● **EXERCISE REQUIREMENTS**:
Only the text of the records belongs in the answer, copied exactly and without pictures.

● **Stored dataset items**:
<<<<

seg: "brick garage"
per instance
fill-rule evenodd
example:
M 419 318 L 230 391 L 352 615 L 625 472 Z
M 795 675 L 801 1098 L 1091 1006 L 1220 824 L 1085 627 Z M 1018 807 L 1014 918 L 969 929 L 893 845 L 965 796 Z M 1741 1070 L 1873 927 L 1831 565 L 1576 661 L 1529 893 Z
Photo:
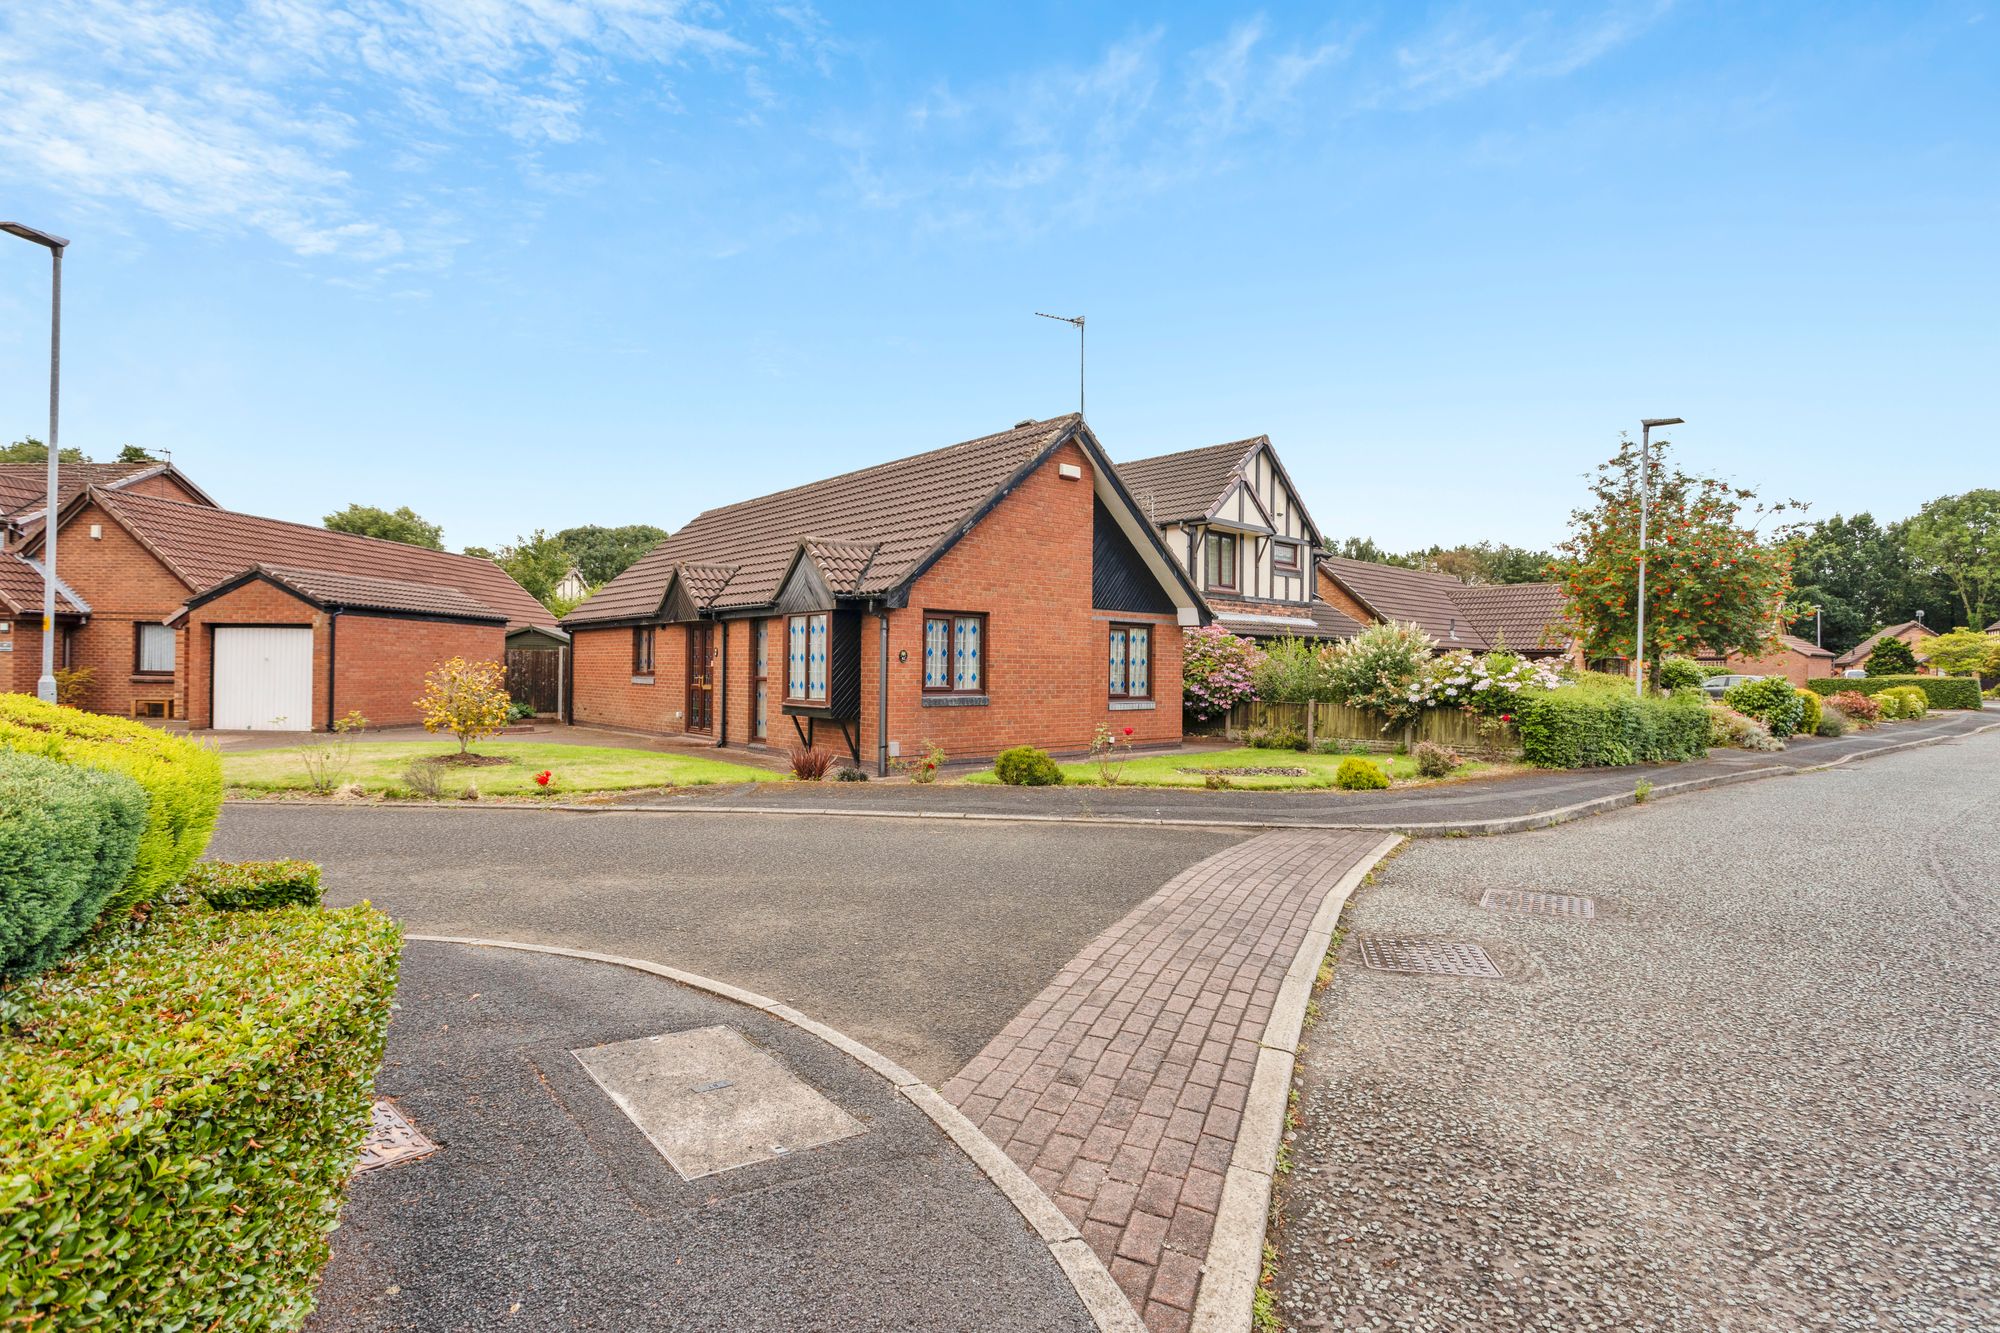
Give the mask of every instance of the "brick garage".
M 829 640 L 821 699 L 790 698 L 794 621 Z M 955 759 L 1010 745 L 1087 748 L 1097 728 L 1133 743 L 1181 737 L 1180 640 L 1200 600 L 1075 417 L 711 510 L 564 622 L 579 722 L 754 744 L 757 627 L 767 635 L 765 743 L 904 758 L 935 741 Z M 882 625 L 889 707 L 882 717 Z M 974 622 L 976 687 L 926 686 L 926 622 Z M 844 626 L 837 628 L 836 626 Z M 1114 632 L 1150 636 L 1145 697 L 1114 699 Z M 635 635 L 650 635 L 650 673 Z M 688 654 L 706 638 L 704 662 Z M 836 660 L 837 659 L 837 660 Z M 845 702 L 841 697 L 844 696 Z M 713 700 L 708 725 L 701 697 Z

>>>>

● **ANSWER FOR THE TASK**:
seg: "brick garage"
per instance
fill-rule evenodd
example:
M 419 318 L 230 391 L 352 615 L 625 472 Z
M 795 675 L 801 1098 L 1091 1006 L 1220 824 L 1085 627 Z M 1018 807 L 1014 918 L 969 929 L 893 845 L 965 796 Z M 1741 1070 L 1873 927 L 1831 565 L 1576 661 L 1529 893 Z
Photo:
Give the mask of every instance of the "brick garage".
M 829 640 L 821 699 L 790 698 L 794 621 Z M 955 759 L 1010 745 L 1087 748 L 1097 728 L 1133 743 L 1181 737 L 1180 640 L 1200 600 L 1075 417 L 711 510 L 564 622 L 579 722 L 754 744 L 757 627 L 767 635 L 765 743 L 904 758 L 935 741 Z M 882 625 L 889 707 L 882 717 Z M 974 622 L 976 687 L 926 686 L 926 622 Z M 844 626 L 837 628 L 836 626 Z M 1114 632 L 1150 636 L 1145 697 L 1114 699 Z M 635 635 L 650 635 L 650 673 Z M 688 654 L 706 638 L 704 662 Z M 836 660 L 837 659 L 837 660 Z M 845 702 L 841 697 L 844 696 Z M 713 700 L 708 725 L 701 697 Z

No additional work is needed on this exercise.